* **Your instructions**: Report only the number of lines in the records that contain the word "below".

* **Task material**:
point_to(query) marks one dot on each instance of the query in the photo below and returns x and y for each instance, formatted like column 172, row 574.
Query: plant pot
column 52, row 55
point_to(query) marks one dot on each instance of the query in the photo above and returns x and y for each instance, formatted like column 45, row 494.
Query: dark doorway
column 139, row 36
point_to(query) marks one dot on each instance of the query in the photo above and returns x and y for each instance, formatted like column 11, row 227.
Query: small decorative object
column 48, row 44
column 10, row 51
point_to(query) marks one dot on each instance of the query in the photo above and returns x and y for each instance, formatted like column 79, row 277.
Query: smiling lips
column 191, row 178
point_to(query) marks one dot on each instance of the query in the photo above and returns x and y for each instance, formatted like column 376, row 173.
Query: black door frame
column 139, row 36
...
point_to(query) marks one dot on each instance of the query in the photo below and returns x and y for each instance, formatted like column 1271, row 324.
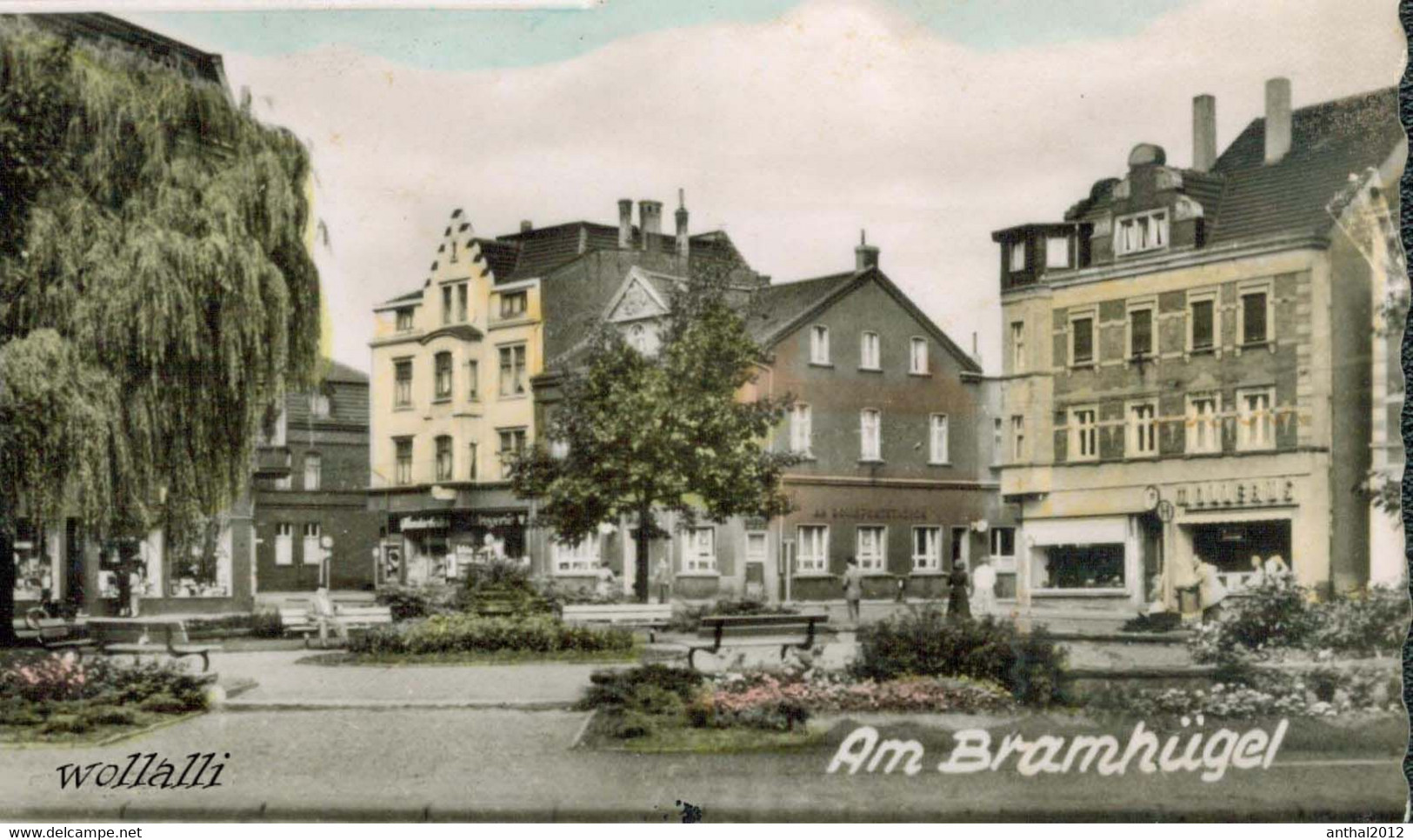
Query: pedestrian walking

* **Result of this task**: 2